What you are asked to do: Extract every line of the records below that contains the string "sits", and copy each one unchanged.

Saved entries:
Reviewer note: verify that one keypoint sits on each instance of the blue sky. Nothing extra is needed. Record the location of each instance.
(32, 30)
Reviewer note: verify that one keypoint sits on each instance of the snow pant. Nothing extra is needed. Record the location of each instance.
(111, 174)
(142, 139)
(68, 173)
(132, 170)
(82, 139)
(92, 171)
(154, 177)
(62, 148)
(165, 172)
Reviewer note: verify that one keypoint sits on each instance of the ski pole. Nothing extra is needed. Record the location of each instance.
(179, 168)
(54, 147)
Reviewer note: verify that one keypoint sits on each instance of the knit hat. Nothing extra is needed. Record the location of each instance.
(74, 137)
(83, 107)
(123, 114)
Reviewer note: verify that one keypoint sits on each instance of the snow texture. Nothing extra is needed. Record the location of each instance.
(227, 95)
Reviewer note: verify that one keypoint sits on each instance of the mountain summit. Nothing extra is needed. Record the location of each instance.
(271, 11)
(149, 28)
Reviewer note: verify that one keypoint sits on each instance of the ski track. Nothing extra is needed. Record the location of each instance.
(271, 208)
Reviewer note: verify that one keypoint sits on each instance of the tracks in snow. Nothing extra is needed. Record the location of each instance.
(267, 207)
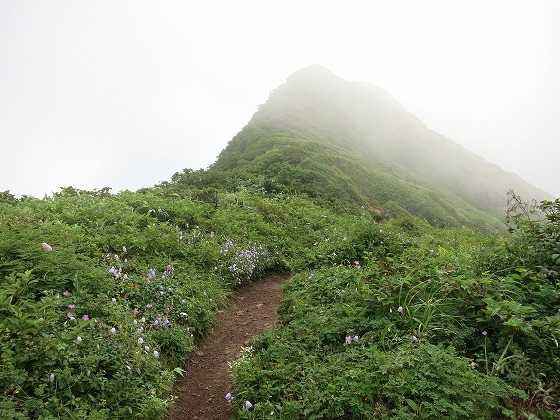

Result of this task:
Reviewer note: verify that one keypoint sits on each instance of the blue sky. Nothing extra is needed. Record the location of each instance.
Reviewer note: verify that one keypoint sits on each instance of the snow pant. Nothing extra is needed. Record the location of each instance.
Reviewer note: verify that one keypoint sits on each instance of the ski pole. Nothing extra is needed. Record the location of each instance.
Reviewer note: verify that one keypoint sits on each instance of the knit hat. Nothing extra is needed. Record the location of each instance.
Reviewer note: verify that one keypoint sits on each instance of the snow texture. Nothing extra is needed. Record the location of each instance.
Reviewer note: verify that one keypoint sits on each instance of the mountain summit. Nothing extra is needed. Record the location of each instance.
Reviewer note: verify that one keypoint sits on each instance of the ski track. Nothing extra is needed. Record the location of each instance.
Reviewer note: verify that one keypoint sits on each instance of the tracks in snow. Nothing extra is needed. Record the location of each instance.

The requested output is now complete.